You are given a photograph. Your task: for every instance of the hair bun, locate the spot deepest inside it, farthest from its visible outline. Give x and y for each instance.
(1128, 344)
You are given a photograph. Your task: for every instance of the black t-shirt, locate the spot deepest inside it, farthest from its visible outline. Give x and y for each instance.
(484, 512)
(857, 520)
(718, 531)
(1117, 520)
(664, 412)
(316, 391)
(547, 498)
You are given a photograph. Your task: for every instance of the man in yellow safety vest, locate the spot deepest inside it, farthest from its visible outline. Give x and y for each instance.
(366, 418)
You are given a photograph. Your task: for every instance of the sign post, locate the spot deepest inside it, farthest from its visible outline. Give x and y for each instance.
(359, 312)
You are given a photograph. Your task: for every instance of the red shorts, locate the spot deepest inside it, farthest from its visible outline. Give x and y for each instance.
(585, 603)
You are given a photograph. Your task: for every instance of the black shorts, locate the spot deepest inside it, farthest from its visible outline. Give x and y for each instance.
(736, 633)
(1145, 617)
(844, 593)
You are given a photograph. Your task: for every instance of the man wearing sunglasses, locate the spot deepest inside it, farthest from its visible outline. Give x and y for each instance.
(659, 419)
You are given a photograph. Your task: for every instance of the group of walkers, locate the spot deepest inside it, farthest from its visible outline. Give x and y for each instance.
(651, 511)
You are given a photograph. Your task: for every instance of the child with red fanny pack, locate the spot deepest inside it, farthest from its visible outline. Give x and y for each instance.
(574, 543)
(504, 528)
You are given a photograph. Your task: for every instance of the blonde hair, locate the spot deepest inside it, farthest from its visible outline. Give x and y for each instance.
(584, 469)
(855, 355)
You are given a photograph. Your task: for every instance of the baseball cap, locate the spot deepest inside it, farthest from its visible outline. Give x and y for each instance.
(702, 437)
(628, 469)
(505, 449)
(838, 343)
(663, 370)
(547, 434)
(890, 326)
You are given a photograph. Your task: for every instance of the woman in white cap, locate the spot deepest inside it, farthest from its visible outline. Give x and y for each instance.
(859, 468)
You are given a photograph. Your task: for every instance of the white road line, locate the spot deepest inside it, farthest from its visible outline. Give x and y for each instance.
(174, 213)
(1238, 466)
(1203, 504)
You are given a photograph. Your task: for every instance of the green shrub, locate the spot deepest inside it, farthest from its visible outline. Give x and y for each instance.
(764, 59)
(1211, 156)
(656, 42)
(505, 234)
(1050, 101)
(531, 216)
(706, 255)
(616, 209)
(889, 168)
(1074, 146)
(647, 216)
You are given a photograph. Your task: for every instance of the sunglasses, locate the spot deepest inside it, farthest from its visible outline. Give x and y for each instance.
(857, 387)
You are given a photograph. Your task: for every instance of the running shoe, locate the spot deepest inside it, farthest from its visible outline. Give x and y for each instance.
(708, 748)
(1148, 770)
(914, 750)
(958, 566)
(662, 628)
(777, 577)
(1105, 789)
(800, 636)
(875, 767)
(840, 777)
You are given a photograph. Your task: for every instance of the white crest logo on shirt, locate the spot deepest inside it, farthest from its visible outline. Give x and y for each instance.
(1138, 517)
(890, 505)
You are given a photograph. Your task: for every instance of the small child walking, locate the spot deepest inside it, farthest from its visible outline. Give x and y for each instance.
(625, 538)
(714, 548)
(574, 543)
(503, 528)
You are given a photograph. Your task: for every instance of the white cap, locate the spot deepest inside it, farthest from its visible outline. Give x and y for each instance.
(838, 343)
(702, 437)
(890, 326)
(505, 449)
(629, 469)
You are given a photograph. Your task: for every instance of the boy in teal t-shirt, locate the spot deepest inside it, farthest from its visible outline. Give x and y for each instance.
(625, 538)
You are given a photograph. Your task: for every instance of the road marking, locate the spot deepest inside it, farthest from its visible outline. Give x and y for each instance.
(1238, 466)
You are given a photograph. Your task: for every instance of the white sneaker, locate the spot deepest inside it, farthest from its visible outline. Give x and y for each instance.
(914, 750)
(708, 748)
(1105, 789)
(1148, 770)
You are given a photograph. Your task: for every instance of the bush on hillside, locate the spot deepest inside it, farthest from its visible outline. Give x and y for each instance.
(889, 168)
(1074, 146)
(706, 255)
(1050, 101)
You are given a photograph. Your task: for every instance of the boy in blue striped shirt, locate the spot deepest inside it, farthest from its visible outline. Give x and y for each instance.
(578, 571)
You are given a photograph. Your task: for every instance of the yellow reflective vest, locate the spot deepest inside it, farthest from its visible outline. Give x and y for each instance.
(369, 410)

* * *

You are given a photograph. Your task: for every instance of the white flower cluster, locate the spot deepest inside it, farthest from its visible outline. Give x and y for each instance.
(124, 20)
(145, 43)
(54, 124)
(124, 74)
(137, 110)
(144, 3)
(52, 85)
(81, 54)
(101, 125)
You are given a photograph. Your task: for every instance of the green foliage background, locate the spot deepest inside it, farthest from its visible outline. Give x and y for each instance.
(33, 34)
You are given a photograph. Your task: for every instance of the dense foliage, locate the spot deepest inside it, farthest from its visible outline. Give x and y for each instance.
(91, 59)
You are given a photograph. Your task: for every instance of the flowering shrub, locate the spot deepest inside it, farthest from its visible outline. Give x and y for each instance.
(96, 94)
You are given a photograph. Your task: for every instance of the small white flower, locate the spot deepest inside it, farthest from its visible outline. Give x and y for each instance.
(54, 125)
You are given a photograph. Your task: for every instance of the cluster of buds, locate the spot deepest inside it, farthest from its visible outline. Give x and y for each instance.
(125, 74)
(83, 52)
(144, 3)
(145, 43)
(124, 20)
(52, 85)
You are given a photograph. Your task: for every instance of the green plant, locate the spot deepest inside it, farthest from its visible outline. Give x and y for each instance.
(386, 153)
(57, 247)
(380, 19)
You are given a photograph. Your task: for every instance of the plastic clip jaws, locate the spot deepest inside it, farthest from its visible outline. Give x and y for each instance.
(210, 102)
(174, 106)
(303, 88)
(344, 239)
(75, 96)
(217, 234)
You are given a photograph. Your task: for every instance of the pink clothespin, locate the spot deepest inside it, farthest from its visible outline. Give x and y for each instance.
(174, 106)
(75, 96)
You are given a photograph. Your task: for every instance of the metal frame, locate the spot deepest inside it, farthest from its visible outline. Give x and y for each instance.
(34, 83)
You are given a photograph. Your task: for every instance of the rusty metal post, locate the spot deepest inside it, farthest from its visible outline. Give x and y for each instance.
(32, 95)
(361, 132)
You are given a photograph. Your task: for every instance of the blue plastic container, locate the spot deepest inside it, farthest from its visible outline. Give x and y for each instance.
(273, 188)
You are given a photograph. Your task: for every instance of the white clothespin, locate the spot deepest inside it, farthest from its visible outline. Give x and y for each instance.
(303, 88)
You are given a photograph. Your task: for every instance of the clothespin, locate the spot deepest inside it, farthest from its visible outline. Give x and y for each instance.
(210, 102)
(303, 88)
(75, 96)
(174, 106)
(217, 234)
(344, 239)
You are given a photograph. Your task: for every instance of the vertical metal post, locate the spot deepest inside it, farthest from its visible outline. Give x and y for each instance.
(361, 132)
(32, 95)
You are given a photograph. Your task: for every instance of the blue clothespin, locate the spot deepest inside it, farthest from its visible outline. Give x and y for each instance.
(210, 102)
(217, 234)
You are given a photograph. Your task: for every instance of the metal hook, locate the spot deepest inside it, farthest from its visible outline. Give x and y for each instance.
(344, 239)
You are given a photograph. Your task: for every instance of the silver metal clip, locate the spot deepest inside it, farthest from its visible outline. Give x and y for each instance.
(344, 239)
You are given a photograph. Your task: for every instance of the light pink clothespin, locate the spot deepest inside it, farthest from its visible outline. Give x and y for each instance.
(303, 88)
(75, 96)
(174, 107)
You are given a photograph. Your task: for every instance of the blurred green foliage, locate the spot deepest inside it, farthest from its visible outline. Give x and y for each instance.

[Task directions] Rewrite the records from the line with "of the hair" up to and including the line with "(1128, 344)" as a JSON list of strings, one string per line, leaving out blank lines.

[Answer for the task]
[
  "You are given a photograph. Your task: for every instance of the hair bun, locate the spot deepest inside it, farthest from its visible outline. Give x and y for each instance.",
  "(1128, 344)"
]